Your objective -
Show each line in the listing below that contains the word "green". Case matters.

Supplied records -

|---|

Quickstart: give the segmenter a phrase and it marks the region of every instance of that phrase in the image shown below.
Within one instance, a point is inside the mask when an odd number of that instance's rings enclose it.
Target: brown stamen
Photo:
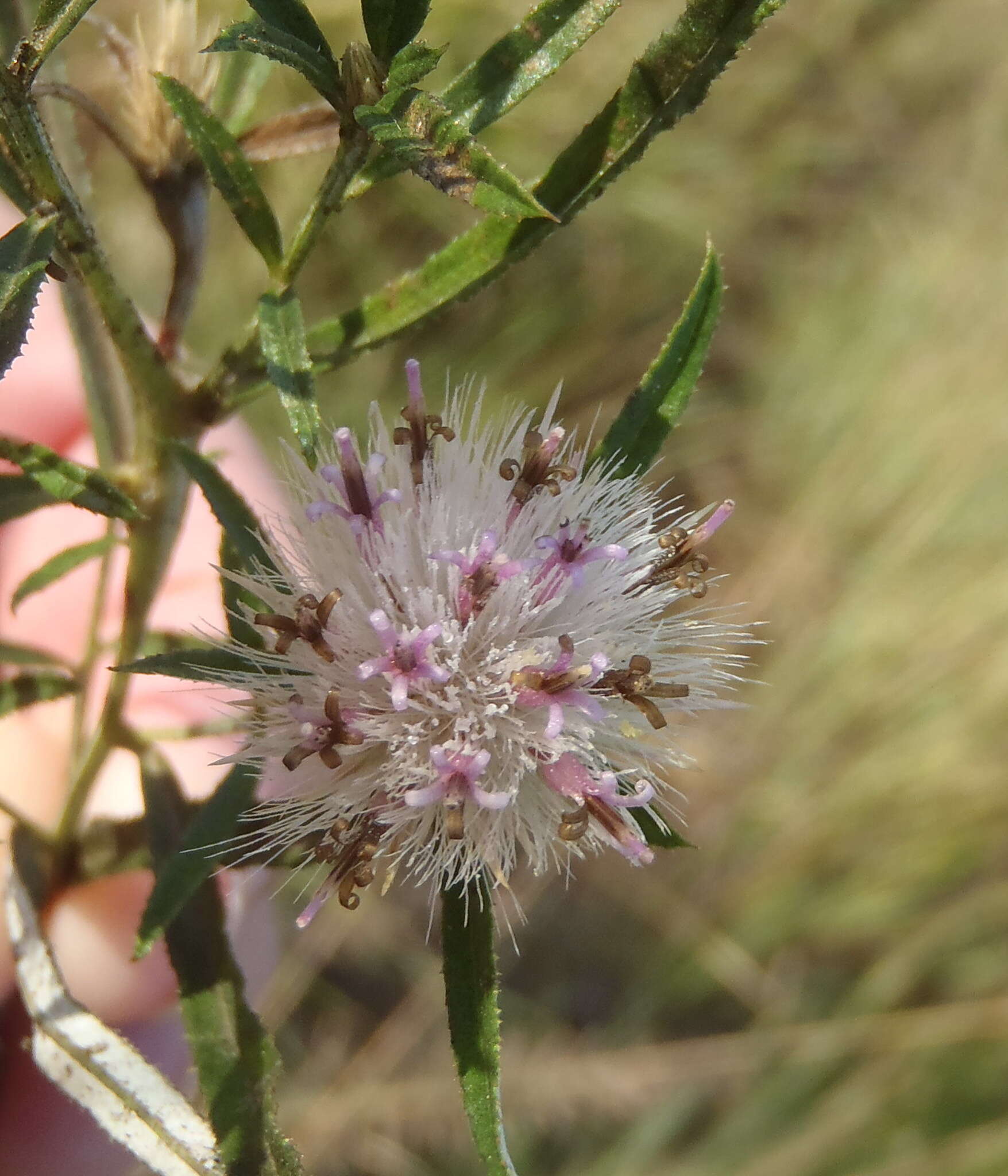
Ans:
[[[300,694],[291,695],[291,703],[295,707],[305,704]],[[343,762],[336,744],[343,747],[358,747],[363,743],[363,735],[348,727],[340,711],[339,690],[329,690],[325,702],[326,724],[315,728],[314,737],[306,739],[296,747],[292,747],[281,761],[288,771],[293,771],[300,763],[311,755],[316,755],[327,768],[339,768]]]
[[[340,906],[347,910],[356,910],[360,906],[360,895],[354,891],[363,890],[374,881],[371,862],[380,848],[382,833],[373,816],[353,821],[340,817],[329,830],[329,840],[315,848],[316,861],[332,862],[328,881],[336,884]]]
[[[655,730],[668,720],[652,699],[686,699],[689,687],[682,682],[655,682],[650,676],[650,659],[634,654],[626,669],[609,669],[592,687],[599,694],[619,694],[640,710]]]
[[[578,470],[567,462],[552,462],[562,436],[562,430],[555,430],[543,441],[541,433],[530,429],[525,435],[521,462],[507,457],[500,463],[501,477],[506,482],[514,482],[510,496],[519,506],[525,506],[542,487],[555,497],[560,493],[561,481],[570,482],[578,476]]]
[[[409,469],[413,474],[413,485],[420,486],[423,481],[423,459],[430,450],[432,441],[435,436],[443,441],[454,441],[455,430],[442,425],[440,416],[425,413],[422,406],[407,405],[402,409],[402,417],[409,423],[408,426],[400,425],[399,428],[394,429],[392,440],[396,445],[409,446]]]
[[[573,813],[560,817],[556,836],[561,841],[580,841],[588,831],[588,806],[579,804]]]
[[[692,532],[673,527],[662,535],[657,541],[659,547],[668,552],[668,555],[655,560],[645,579],[632,590],[672,584],[681,592],[688,592],[696,600],[706,596],[707,583],[700,577],[709,569],[710,561],[702,552],[696,550],[705,537],[702,532],[702,527],[696,527]]]
[[[256,613],[253,617],[255,624],[275,629],[278,654],[286,654],[295,641],[305,641],[309,644],[322,661],[335,661],[335,654],[329,648],[322,635],[329,620],[329,614],[336,601],[342,596],[339,588],[327,593],[322,600],[318,600],[311,593],[299,596],[294,602],[294,616],[283,616],[281,613]]]
[[[574,642],[569,634],[565,633],[558,637],[560,649],[565,654],[574,653]],[[590,666],[579,666],[567,670],[543,670],[535,667],[516,669],[510,675],[510,684],[516,690],[541,690],[543,694],[560,694],[572,686],[583,682],[592,673]]]

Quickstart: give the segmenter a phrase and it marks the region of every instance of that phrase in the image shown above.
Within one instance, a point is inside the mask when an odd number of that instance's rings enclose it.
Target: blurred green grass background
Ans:
[[[334,45],[361,36],[351,0],[312,7]],[[434,0],[432,85],[525,7]],[[538,174],[679,11],[627,0],[488,146]],[[792,0],[569,228],[325,380],[351,423],[373,396],[399,406],[410,354],[428,387],[479,373],[501,401],[563,379],[566,416],[605,422],[707,233],[722,254],[722,323],[662,470],[692,505],[740,503],[714,555],[720,599],[767,622],[762,684],[682,731],[699,849],[516,884],[505,1110],[523,1176],[1008,1170],[1006,39],[995,0]],[[307,96],[278,69],[262,108]],[[156,313],[167,252],[89,149],[96,195],[120,193],[104,236]],[[265,171],[286,225],[321,166]],[[410,176],[371,193],[306,272],[309,321],[473,220]],[[265,282],[219,207],[213,240],[194,368]],[[286,432],[272,405],[251,417]],[[476,1171],[427,929],[419,893],[332,904],[266,994],[286,1123],[319,1176]]]

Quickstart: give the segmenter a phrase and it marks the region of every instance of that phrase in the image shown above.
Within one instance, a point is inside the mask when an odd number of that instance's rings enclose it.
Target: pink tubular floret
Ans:
[[[371,616],[371,627],[385,646],[385,654],[372,657],[358,666],[358,677],[366,682],[376,674],[385,674],[390,681],[389,695],[394,710],[405,710],[409,687],[421,680],[443,684],[452,676],[442,666],[435,666],[427,650],[441,636],[440,624],[428,624],[414,636],[408,630],[398,630],[388,614],[376,608]]]
[[[336,442],[336,465],[322,466],[319,475],[335,487],[345,505],[329,499],[309,502],[305,508],[308,521],[318,522],[323,515],[339,515],[340,519],[346,519],[355,535],[363,534],[368,526],[381,532],[378,512],[386,502],[399,502],[402,499],[399,490],[378,489],[378,475],[385,466],[385,455],[373,453],[367,463],[361,466],[348,428],[336,429],[333,439]]]
[[[447,751],[443,747],[433,747],[430,762],[439,779],[426,788],[412,789],[402,797],[410,808],[423,808],[439,801],[459,804],[472,800],[485,809],[502,809],[510,803],[507,793],[488,793],[476,783],[490,762],[489,751]]]

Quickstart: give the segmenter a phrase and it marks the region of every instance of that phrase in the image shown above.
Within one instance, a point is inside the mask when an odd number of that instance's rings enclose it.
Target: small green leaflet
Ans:
[[[645,809],[634,809],[634,820],[641,827],[645,841],[654,849],[693,849],[693,842],[681,837],[672,826],[657,820]]]
[[[299,41],[303,41],[335,65],[329,42],[302,0],[248,0],[248,7],[267,25],[287,33],[288,36],[296,36]]]
[[[271,61],[296,69],[332,106],[342,105],[342,86],[335,61],[306,41],[261,20],[229,25],[203,49],[205,53],[259,53]]]
[[[469,134],[479,134],[554,74],[619,6],[620,0],[543,0],[467,66],[442,92],[441,101]],[[393,76],[399,58],[413,48],[407,45],[389,65],[389,92],[419,81],[396,83]],[[360,196],[401,169],[390,155],[378,156],[351,186],[349,196]]]
[[[263,294],[259,300],[259,342],[266,374],[280,394],[305,461],[314,469],[322,421],[305,342],[301,303],[292,290]]]
[[[0,481],[0,522],[16,519],[38,507],[52,506],[53,502],[72,502],[75,507],[109,519],[136,519],[140,515],[132,499],[96,469],[61,457],[44,445],[0,437],[0,457],[20,466],[24,477],[42,492],[34,495],[34,505],[31,505],[32,495],[24,481],[16,474],[7,475]],[[5,501],[8,495],[9,502]]]
[[[140,781],[154,870],[161,882],[180,858],[200,855],[179,853],[188,806],[171,767],[153,748],[141,756]],[[223,1168],[233,1176],[293,1176],[300,1171],[298,1156],[275,1123],[273,1075],[279,1058],[245,1000],[245,980],[227,941],[220,893],[209,870],[196,887],[185,889],[187,896],[166,924],[165,937]]]
[[[0,719],[36,702],[52,702],[53,699],[75,694],[79,689],[74,679],[66,674],[18,674],[0,681]]]
[[[423,27],[430,0],[361,0],[368,44],[379,61],[388,65]]]
[[[79,543],[76,547],[68,547],[51,560],[46,560],[40,568],[25,576],[14,589],[14,595],[11,597],[11,612],[13,613],[21,601],[33,593],[48,588],[51,583],[55,583],[61,576],[73,572],[74,568],[79,568],[82,563],[87,563],[88,560],[105,555],[114,543],[115,539],[108,535],[104,539],[96,539],[91,543]]]
[[[40,926],[44,851],[27,829],[11,834],[5,902],[18,985],[32,1018],[32,1057],[108,1135],[159,1176],[222,1176],[213,1131],[127,1041],[67,991]]]
[[[639,474],[650,466],[700,379],[723,289],[721,266],[714,246],[708,242],[703,267],[679,322],[609,426],[592,461],[619,456],[616,468],[623,476]]]
[[[155,78],[213,186],[273,273],[283,258],[280,226],[238,140],[182,82],[167,74]]]
[[[515,1176],[501,1116],[494,908],[482,878],[441,890],[441,950],[448,1034],[469,1130],[488,1176]]]
[[[0,238],[0,376],[21,354],[56,241],[56,218],[32,213]]]
[[[412,45],[405,45],[392,59],[392,64],[388,67],[388,78],[385,81],[387,92],[392,94],[409,86],[415,86],[432,69],[436,68],[447,48],[447,45],[435,48],[425,41],[414,41]]]
[[[569,223],[659,134],[696,109],[715,78],[781,2],[740,0],[712,15],[706,5],[693,0],[674,29],[647,47],[626,83],[553,161],[535,186],[536,196],[562,223]],[[352,194],[360,191],[355,186]],[[313,325],[308,346],[315,370],[340,367],[362,350],[472,298],[542,245],[555,228],[547,220],[515,225],[486,218],[412,273],[387,282],[338,318]],[[248,360],[253,361],[251,354]]]
[[[181,441],[175,443],[174,449],[186,473],[202,490],[214,517],[234,543],[245,570],[249,575],[258,572],[263,572],[266,575],[279,575],[276,564],[260,537],[259,520],[245,499],[216,466],[212,461],[207,461],[202,454],[191,449]]]
[[[15,54],[12,69],[15,76],[26,78],[31,82],[39,66],[74,31],[94,2],[95,0],[42,0],[32,35]]]
[[[232,542],[231,535],[227,532],[221,535],[220,540],[220,566],[222,569],[220,590],[223,615],[227,617],[227,632],[231,634],[232,641],[236,641],[242,646],[249,646],[252,649],[265,649],[266,642],[262,640],[261,630],[256,629],[254,624],[251,624],[245,619],[241,606],[245,604],[254,613],[268,613],[269,608],[247,588],[225,574],[227,572],[248,570],[245,561],[241,559],[240,552]]]
[[[556,220],[512,173],[423,91],[393,92],[354,118],[374,141],[439,192],[498,216]]]
[[[239,646],[209,646],[207,648],[175,649],[167,654],[152,654],[138,661],[112,667],[119,674],[162,674],[189,682],[227,682],[235,674],[269,674],[262,661],[251,657]],[[276,668],[278,674],[302,675],[293,666]]]
[[[0,523],[51,507],[55,501],[27,474],[0,474]]]
[[[220,867],[214,850],[234,836],[255,795],[259,774],[236,763],[200,807],[180,849],[158,870],[158,880],[140,920],[133,958],[140,960],[165,934],[189,897]]]
[[[59,657],[45,649],[0,640],[0,666],[61,666]]]
[[[620,0],[545,0],[441,94],[479,134],[552,76],[620,7]]]

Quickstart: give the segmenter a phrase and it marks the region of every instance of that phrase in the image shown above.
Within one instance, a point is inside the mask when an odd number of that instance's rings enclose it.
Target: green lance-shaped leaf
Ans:
[[[645,841],[655,849],[694,849],[692,841],[681,837],[670,824],[660,821],[645,809],[634,810],[634,820],[641,827]]]
[[[627,82],[581,131],[535,186],[535,196],[570,221],[655,136],[696,109],[710,83],[781,0],[693,0],[675,28],[648,46]],[[308,330],[319,368],[347,362],[482,289],[541,245],[548,220],[487,218],[351,310]],[[252,356],[249,355],[251,360]]]
[[[234,543],[245,570],[249,575],[262,573],[267,576],[279,576],[273,556],[262,542],[259,520],[245,499],[202,454],[181,442],[178,442],[174,449],[186,473],[202,490],[221,529]]]
[[[82,563],[87,563],[88,560],[105,555],[114,543],[115,539],[113,536],[106,536],[96,539],[91,543],[78,543],[76,547],[68,547],[66,550],[59,552],[51,560],[46,560],[40,568],[25,576],[14,589],[14,595],[11,597],[11,612],[13,613],[21,601],[33,595],[33,593],[48,588],[49,584],[55,583],[56,580],[73,572],[74,568],[79,568]]]
[[[31,81],[39,66],[74,31],[94,2],[95,0],[42,0],[35,27],[14,55],[14,75]]]
[[[470,134],[479,134],[552,76],[619,6],[620,0],[543,0],[467,66],[441,94],[441,101]],[[412,48],[406,46],[396,60]],[[389,91],[420,80],[396,85],[396,60],[388,69]],[[402,168],[393,156],[379,155],[351,185],[349,198],[360,196],[372,183]]]
[[[280,226],[238,140],[187,86],[167,74],[155,76],[211,182],[271,272],[275,270],[283,256]]]
[[[158,870],[136,933],[134,958],[147,955],[182,907],[219,869],[218,850],[234,836],[239,821],[252,807],[258,779],[254,768],[236,763],[200,806],[179,851]]]
[[[153,748],[141,756],[140,780],[154,871],[161,882],[186,856],[179,849],[189,810],[171,767]],[[301,1171],[298,1155],[275,1122],[273,1077],[279,1058],[245,1000],[245,980],[225,934],[223,904],[208,874],[189,889],[166,924],[165,937],[225,1170],[229,1176],[294,1176]]]
[[[259,300],[259,342],[266,374],[280,394],[305,461],[314,469],[322,421],[305,342],[305,319],[293,290],[263,294]]]
[[[181,677],[188,682],[228,682],[236,674],[286,674],[301,676],[305,671],[260,657],[253,659],[240,646],[209,646],[206,648],[174,649],[167,654],[152,654],[122,666],[112,667],[119,674],[160,674]]]
[[[552,76],[619,6],[620,0],[546,0],[463,69],[441,100],[479,134]]]
[[[650,466],[700,379],[723,289],[721,266],[708,242],[703,267],[679,322],[592,454],[593,461],[619,456],[618,469],[623,476]]]
[[[441,891],[441,950],[448,1034],[476,1151],[488,1176],[514,1176],[501,1117],[494,910],[482,878]]]
[[[39,213],[0,238],[0,376],[21,354],[55,240],[56,218]]]
[[[56,502],[27,474],[0,474],[0,523],[20,519]]]
[[[342,105],[340,71],[332,55],[299,36],[261,20],[242,20],[222,29],[205,53],[259,53],[271,61],[296,69],[332,106]]]
[[[423,27],[430,0],[361,0],[368,44],[379,61],[388,65]]]
[[[72,502],[75,507],[107,515],[109,519],[138,519],[136,505],[118,486],[113,486],[96,469],[79,466],[61,457],[44,445],[0,437],[0,457],[20,466],[24,476],[42,492],[34,501],[28,487],[7,475],[0,481],[0,522],[7,522],[39,507],[54,502]],[[9,501],[5,499],[9,495]]]
[[[0,666],[64,666],[55,654],[14,641],[0,641]]]
[[[42,935],[41,851],[22,827],[11,835],[5,901],[18,987],[32,1018],[35,1064],[147,1170],[223,1176],[213,1131],[127,1041],[69,995]]]
[[[415,86],[445,55],[447,45],[433,46],[426,41],[414,41],[405,45],[392,59],[388,67],[388,76],[385,80],[386,91],[392,94],[409,86]]]
[[[15,677],[0,680],[0,719],[36,702],[52,702],[53,699],[76,694],[79,689],[79,683],[67,674],[48,671],[18,674]]]
[[[267,25],[296,36],[316,53],[335,64],[329,42],[302,0],[248,0],[248,7]]]
[[[356,107],[354,118],[380,147],[439,192],[498,216],[555,219],[433,94],[410,87],[374,106]]]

|---|

Exercise result -
Target: blurred green grass background
Target: small green leaflet
Target: green lance-shaped leaf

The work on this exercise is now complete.